Extract every line below that contains the string "vineyard". Case counts.
• • • • •
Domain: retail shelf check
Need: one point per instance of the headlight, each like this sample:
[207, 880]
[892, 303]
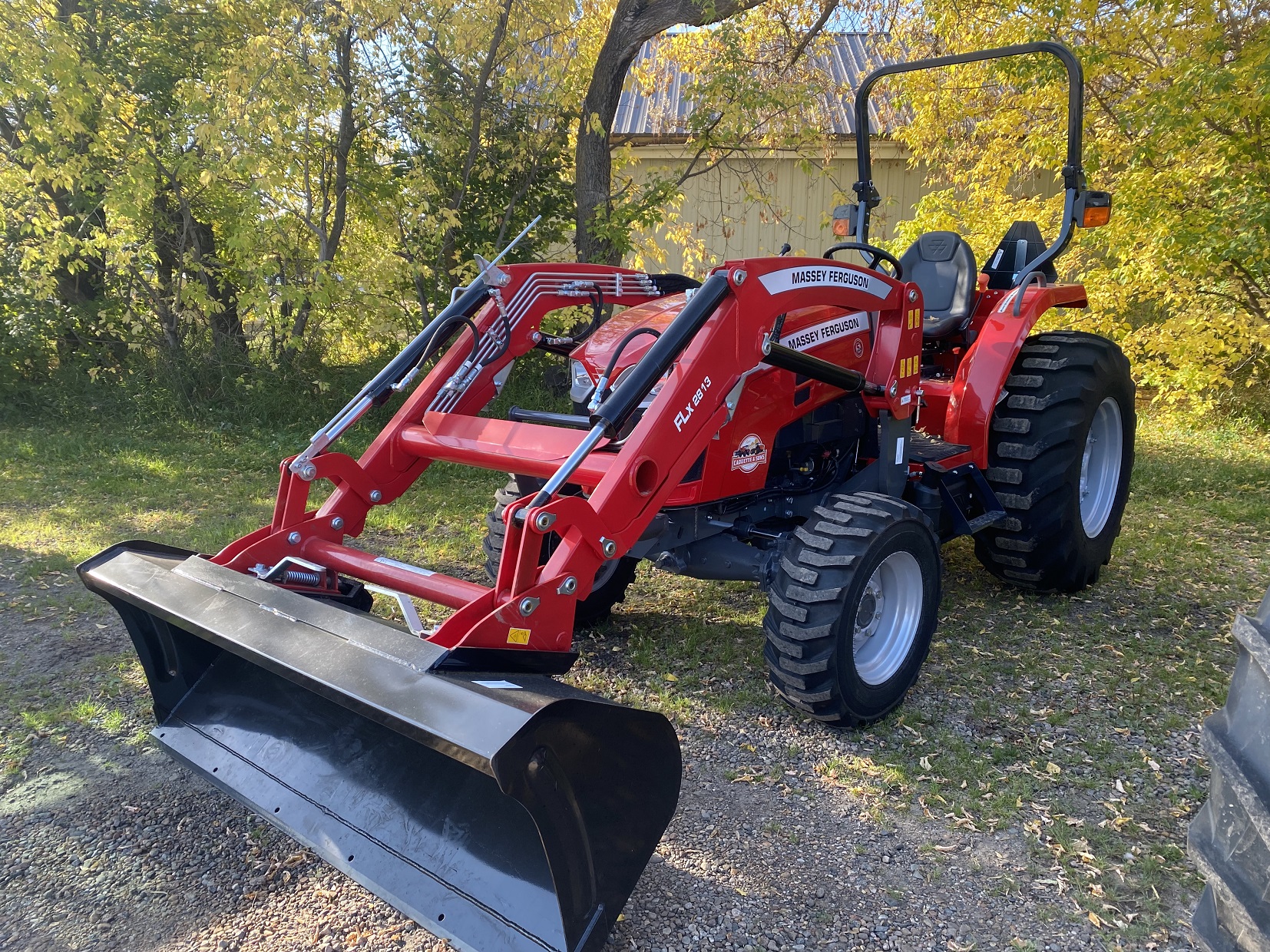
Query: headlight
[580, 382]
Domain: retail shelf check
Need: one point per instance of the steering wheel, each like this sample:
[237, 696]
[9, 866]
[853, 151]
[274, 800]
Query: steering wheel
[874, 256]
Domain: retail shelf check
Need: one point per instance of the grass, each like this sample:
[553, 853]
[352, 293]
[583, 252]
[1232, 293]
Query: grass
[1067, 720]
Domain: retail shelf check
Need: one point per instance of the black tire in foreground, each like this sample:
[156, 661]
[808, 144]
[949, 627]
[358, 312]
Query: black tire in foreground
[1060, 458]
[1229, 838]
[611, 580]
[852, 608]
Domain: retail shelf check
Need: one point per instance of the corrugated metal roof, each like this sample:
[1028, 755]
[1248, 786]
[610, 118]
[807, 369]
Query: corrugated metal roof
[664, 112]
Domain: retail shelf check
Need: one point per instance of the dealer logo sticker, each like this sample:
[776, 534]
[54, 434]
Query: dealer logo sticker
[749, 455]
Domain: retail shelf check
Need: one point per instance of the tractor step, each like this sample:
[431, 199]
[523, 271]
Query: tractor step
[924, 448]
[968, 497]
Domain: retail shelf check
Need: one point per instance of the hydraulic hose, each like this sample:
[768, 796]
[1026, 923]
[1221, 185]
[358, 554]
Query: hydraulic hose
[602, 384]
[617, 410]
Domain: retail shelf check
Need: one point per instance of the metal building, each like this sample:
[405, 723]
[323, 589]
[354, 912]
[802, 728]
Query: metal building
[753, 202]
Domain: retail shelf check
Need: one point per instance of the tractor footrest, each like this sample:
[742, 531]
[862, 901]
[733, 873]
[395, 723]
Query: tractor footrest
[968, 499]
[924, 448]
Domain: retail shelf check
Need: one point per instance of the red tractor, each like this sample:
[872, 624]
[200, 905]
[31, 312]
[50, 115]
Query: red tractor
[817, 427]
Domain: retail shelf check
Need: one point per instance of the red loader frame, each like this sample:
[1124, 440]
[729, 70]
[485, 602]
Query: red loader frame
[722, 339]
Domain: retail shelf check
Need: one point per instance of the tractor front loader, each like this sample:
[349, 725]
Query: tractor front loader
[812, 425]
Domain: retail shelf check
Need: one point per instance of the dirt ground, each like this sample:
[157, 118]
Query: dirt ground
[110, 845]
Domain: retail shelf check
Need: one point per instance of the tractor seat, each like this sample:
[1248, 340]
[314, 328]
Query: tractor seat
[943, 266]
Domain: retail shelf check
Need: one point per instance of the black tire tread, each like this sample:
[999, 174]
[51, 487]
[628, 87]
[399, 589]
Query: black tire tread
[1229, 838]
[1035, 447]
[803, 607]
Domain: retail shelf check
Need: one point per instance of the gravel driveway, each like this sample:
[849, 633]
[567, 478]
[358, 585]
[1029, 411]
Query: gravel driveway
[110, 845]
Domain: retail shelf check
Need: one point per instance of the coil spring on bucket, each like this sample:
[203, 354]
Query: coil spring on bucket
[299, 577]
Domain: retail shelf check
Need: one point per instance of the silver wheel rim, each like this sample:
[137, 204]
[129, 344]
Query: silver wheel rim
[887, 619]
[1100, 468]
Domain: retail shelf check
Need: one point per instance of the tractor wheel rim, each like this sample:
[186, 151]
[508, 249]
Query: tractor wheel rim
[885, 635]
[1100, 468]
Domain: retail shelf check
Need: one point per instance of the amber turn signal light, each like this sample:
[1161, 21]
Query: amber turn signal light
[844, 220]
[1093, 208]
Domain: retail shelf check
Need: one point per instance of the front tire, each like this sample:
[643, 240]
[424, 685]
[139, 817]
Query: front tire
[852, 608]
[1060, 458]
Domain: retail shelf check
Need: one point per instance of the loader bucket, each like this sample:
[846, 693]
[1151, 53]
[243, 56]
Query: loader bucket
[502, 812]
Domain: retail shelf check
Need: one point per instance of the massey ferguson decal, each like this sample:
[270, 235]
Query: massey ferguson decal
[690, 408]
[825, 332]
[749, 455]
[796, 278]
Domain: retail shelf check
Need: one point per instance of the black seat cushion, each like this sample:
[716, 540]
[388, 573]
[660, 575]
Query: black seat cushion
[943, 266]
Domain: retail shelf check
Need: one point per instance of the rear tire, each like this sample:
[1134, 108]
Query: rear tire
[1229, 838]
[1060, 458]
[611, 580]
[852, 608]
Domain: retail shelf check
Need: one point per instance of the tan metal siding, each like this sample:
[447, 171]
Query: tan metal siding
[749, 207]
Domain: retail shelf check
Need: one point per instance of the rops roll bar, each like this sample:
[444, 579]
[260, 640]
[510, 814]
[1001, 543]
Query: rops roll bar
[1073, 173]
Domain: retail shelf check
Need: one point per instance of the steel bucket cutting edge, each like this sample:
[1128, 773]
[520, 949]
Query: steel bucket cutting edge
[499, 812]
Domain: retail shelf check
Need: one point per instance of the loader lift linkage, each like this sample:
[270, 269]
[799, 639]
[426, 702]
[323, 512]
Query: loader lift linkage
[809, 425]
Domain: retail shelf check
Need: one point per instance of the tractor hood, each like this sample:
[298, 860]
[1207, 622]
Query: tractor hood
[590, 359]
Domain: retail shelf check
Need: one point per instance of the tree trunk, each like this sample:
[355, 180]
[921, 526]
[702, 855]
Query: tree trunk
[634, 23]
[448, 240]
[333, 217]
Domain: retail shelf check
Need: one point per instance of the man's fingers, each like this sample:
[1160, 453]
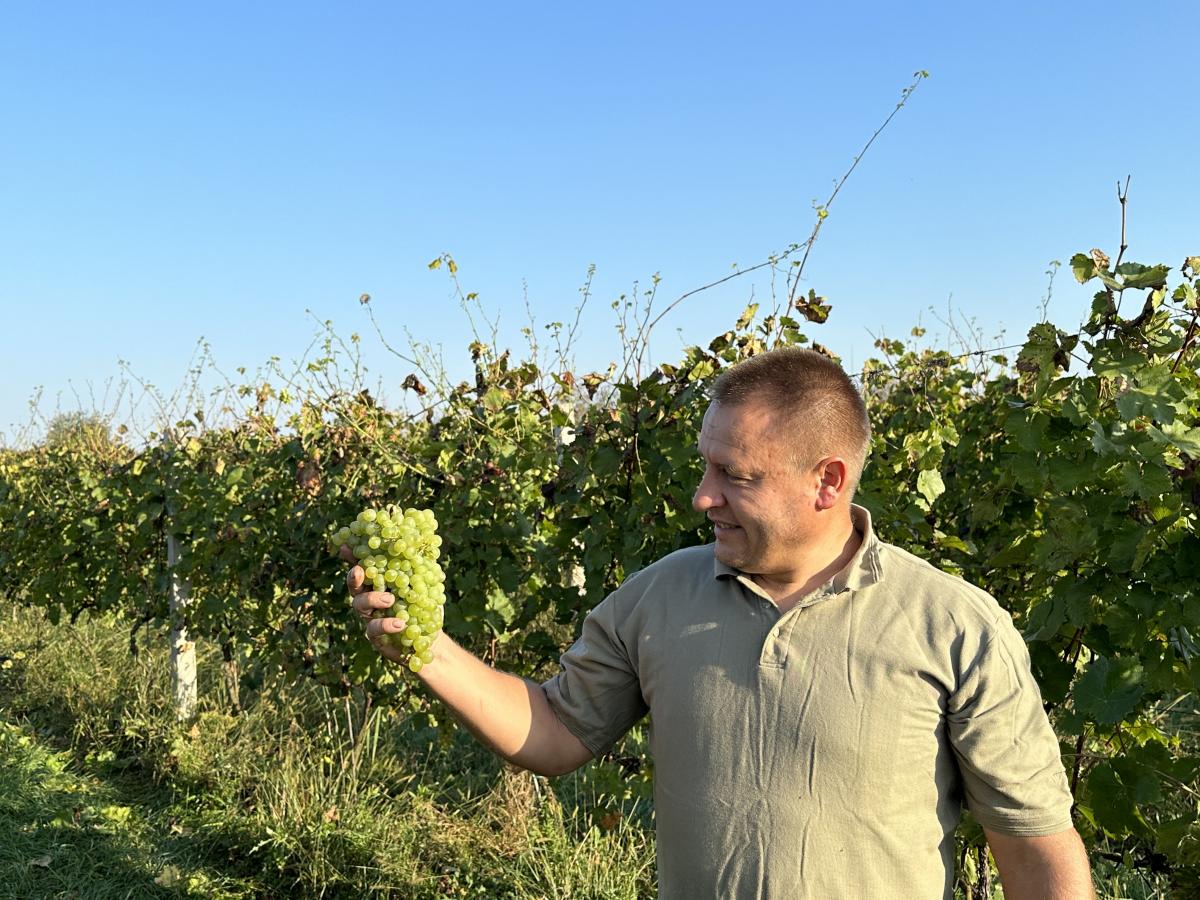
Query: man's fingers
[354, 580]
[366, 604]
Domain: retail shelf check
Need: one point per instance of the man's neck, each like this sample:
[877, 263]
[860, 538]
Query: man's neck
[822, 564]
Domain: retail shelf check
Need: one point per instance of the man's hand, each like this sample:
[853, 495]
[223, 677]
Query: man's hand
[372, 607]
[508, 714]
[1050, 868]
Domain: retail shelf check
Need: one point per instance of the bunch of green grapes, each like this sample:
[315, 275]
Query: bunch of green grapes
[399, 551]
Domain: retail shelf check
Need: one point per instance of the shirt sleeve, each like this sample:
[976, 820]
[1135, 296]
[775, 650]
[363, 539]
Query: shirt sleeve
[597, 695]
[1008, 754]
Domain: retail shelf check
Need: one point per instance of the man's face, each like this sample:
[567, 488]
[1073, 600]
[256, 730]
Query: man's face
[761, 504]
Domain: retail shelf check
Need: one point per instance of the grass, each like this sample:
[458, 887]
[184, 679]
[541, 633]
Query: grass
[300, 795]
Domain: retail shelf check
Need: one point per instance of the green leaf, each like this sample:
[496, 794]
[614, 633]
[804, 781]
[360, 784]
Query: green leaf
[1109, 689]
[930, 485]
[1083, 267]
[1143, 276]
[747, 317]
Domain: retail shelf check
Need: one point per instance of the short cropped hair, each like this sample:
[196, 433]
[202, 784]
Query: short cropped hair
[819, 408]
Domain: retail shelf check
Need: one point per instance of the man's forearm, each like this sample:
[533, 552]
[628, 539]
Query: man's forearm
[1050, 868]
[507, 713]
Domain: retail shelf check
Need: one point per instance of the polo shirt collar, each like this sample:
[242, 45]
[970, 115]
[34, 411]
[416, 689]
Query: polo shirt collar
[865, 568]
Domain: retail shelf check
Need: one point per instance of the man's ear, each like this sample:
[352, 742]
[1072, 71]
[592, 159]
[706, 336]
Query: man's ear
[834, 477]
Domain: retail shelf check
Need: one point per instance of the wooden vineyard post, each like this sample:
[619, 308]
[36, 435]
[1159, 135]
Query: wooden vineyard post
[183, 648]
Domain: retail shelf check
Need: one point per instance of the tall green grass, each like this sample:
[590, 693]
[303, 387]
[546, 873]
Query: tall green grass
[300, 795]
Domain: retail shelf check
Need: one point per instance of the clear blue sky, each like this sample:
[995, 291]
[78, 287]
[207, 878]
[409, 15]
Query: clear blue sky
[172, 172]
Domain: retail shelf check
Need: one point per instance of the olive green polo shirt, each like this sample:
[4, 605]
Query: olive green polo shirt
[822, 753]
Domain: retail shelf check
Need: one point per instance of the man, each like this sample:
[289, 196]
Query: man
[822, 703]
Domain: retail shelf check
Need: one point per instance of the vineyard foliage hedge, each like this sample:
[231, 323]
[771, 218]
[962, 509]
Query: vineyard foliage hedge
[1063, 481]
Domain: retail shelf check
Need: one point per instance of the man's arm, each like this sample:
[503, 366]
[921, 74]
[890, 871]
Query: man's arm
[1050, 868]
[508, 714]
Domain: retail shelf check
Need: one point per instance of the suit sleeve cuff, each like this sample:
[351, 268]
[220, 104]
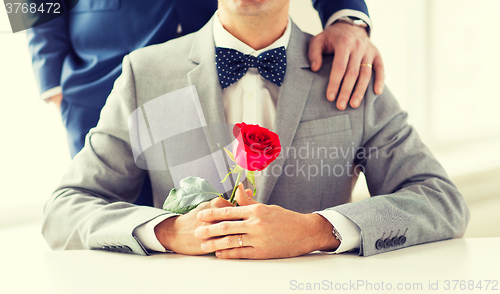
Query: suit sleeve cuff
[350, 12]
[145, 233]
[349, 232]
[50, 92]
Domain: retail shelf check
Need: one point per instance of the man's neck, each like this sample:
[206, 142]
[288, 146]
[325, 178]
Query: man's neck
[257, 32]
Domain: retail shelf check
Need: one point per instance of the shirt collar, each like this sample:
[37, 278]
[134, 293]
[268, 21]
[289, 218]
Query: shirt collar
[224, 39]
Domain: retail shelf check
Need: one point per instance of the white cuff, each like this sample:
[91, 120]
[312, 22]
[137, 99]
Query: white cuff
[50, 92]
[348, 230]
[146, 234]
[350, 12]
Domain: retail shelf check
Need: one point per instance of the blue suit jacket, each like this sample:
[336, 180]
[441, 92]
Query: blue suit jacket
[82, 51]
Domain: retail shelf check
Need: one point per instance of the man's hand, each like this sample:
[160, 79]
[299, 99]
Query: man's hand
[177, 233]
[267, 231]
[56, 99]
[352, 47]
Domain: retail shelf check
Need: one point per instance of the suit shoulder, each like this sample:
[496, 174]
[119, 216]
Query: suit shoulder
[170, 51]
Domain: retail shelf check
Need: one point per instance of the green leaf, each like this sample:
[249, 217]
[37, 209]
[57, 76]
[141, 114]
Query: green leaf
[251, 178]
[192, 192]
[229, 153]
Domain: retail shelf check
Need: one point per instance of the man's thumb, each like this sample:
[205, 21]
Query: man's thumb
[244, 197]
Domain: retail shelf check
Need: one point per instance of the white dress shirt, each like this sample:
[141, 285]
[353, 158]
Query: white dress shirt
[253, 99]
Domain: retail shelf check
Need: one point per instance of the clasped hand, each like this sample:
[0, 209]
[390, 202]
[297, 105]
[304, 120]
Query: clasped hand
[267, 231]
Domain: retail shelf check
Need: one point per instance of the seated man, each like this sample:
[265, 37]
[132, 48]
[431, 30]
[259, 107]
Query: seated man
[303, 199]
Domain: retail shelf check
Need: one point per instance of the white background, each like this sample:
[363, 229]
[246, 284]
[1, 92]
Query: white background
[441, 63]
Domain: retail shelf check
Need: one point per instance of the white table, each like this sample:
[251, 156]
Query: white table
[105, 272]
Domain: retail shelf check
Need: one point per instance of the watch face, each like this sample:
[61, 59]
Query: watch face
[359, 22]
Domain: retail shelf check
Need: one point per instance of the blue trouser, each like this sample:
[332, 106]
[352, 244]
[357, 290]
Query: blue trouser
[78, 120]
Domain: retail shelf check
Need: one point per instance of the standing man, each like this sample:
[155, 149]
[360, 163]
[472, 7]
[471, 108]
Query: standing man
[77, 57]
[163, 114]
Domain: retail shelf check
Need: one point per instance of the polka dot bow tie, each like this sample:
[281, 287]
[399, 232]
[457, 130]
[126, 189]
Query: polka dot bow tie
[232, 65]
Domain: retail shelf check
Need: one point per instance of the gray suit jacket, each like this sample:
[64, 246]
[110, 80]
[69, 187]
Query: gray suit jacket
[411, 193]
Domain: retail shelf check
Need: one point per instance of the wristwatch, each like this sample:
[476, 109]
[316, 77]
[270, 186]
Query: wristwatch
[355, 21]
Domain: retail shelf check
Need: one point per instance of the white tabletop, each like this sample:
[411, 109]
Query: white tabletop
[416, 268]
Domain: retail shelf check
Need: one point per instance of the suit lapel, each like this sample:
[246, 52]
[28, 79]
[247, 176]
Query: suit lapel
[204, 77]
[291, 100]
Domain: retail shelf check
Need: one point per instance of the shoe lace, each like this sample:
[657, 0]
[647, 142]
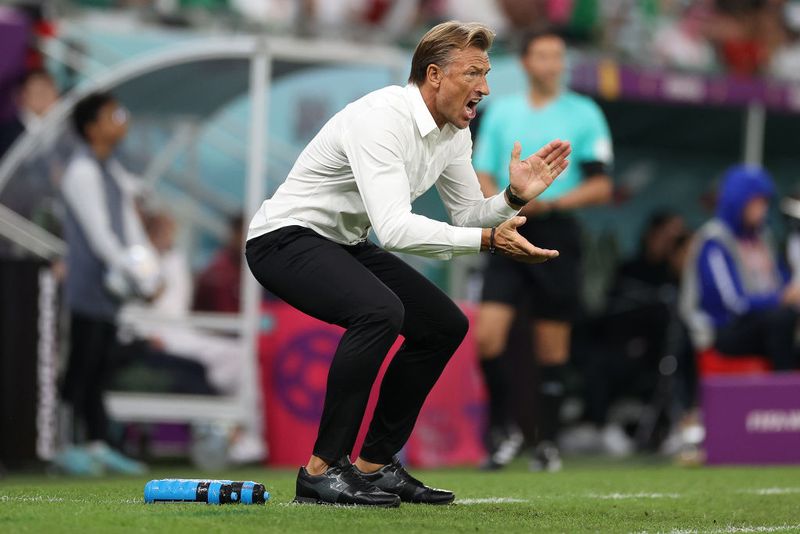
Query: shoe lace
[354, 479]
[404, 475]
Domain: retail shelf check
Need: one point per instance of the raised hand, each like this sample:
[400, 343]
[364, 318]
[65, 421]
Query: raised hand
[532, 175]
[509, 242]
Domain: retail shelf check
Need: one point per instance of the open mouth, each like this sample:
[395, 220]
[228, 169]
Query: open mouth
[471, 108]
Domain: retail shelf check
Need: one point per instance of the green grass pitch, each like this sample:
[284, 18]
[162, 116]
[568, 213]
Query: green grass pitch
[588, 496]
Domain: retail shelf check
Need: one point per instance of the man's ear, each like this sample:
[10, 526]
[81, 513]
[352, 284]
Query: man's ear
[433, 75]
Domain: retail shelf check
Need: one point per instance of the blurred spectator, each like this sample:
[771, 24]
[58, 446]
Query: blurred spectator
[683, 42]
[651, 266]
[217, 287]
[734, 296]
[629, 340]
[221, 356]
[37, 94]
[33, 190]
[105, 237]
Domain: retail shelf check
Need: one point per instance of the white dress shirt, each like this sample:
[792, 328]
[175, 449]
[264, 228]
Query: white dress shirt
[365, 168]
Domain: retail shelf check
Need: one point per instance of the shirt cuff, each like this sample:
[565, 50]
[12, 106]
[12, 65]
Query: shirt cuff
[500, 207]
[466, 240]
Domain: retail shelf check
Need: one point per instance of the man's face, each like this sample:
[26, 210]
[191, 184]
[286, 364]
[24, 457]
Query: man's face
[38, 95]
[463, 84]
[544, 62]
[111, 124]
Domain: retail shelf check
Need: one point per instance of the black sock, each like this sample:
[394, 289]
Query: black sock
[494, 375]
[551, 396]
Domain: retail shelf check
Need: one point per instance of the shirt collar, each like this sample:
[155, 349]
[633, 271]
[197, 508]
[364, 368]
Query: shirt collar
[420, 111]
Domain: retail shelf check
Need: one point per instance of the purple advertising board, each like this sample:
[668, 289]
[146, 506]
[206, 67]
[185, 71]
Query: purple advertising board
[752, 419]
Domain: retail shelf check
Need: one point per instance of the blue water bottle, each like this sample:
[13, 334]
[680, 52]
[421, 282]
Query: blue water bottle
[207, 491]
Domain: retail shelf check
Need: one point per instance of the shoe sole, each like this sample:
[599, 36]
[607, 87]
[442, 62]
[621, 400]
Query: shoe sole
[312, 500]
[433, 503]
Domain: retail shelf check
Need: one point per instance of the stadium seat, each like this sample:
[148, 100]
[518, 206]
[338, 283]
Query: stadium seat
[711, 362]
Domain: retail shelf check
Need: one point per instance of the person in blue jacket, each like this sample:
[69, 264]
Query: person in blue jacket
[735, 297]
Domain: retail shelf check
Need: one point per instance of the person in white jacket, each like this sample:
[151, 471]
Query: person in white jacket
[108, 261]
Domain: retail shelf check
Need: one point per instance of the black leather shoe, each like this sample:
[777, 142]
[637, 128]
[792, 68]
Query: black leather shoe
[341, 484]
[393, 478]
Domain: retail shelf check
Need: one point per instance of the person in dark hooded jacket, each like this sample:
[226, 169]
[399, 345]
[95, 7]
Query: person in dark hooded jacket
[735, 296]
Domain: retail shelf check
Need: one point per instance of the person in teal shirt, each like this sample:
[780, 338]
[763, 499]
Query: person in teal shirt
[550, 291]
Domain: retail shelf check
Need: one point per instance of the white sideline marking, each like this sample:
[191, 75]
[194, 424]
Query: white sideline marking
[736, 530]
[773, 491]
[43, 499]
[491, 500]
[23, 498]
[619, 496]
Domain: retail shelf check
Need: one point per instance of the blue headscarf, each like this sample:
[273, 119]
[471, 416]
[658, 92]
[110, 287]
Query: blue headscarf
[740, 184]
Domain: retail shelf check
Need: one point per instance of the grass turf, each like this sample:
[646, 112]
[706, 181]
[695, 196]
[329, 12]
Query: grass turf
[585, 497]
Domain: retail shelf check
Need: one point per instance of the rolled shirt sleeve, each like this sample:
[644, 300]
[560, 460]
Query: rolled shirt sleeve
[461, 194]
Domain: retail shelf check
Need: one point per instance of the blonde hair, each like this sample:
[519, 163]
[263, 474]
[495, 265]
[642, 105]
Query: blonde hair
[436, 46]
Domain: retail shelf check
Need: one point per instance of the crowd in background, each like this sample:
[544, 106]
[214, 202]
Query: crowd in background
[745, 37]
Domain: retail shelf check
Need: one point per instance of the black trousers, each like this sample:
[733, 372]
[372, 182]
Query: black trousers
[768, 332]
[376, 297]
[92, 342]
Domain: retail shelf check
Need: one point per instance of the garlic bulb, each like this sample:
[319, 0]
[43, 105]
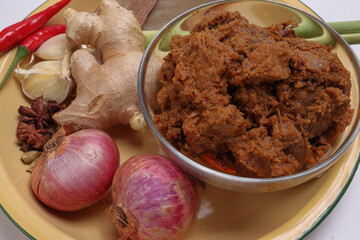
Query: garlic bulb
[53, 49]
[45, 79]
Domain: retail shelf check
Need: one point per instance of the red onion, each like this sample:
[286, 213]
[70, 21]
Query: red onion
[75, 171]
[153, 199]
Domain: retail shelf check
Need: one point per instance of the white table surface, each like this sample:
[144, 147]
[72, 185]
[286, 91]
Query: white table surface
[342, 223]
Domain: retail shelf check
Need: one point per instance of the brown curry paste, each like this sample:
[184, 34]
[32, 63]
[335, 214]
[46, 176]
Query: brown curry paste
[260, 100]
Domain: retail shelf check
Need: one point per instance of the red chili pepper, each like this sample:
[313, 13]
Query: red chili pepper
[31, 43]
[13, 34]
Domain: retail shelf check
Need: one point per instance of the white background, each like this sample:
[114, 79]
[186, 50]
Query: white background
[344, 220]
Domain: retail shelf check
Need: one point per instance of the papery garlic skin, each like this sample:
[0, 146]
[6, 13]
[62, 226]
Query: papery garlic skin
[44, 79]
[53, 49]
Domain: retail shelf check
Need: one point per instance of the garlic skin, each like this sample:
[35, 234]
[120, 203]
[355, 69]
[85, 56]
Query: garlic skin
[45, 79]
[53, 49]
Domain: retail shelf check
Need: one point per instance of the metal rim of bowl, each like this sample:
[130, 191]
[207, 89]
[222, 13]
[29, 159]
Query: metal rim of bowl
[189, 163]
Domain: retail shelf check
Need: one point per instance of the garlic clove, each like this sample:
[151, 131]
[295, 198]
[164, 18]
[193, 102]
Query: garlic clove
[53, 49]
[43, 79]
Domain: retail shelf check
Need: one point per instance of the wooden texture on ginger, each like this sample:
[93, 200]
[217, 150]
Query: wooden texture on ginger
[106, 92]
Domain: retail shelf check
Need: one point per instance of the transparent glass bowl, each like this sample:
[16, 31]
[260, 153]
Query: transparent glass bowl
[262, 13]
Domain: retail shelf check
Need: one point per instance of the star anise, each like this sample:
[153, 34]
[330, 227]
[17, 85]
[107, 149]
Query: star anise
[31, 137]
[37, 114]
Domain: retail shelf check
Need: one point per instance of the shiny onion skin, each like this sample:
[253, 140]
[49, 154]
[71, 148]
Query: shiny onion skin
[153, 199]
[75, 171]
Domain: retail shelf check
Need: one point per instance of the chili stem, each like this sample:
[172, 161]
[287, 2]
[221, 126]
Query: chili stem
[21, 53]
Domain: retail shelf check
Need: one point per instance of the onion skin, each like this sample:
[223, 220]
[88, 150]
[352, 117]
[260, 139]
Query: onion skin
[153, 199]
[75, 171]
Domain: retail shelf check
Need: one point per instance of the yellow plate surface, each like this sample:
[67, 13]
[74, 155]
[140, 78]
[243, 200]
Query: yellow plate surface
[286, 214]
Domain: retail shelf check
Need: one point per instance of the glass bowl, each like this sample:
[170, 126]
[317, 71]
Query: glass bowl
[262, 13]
• • • • •
SOLVED EXERCISE ▸
Need: one point per instance of the wooden vineyard post, each like this sample:
Query: wooden vineyard post
Need: one point per instance of the vineyard foliage hedge, each like this sample:
Query: vineyard foliage hedge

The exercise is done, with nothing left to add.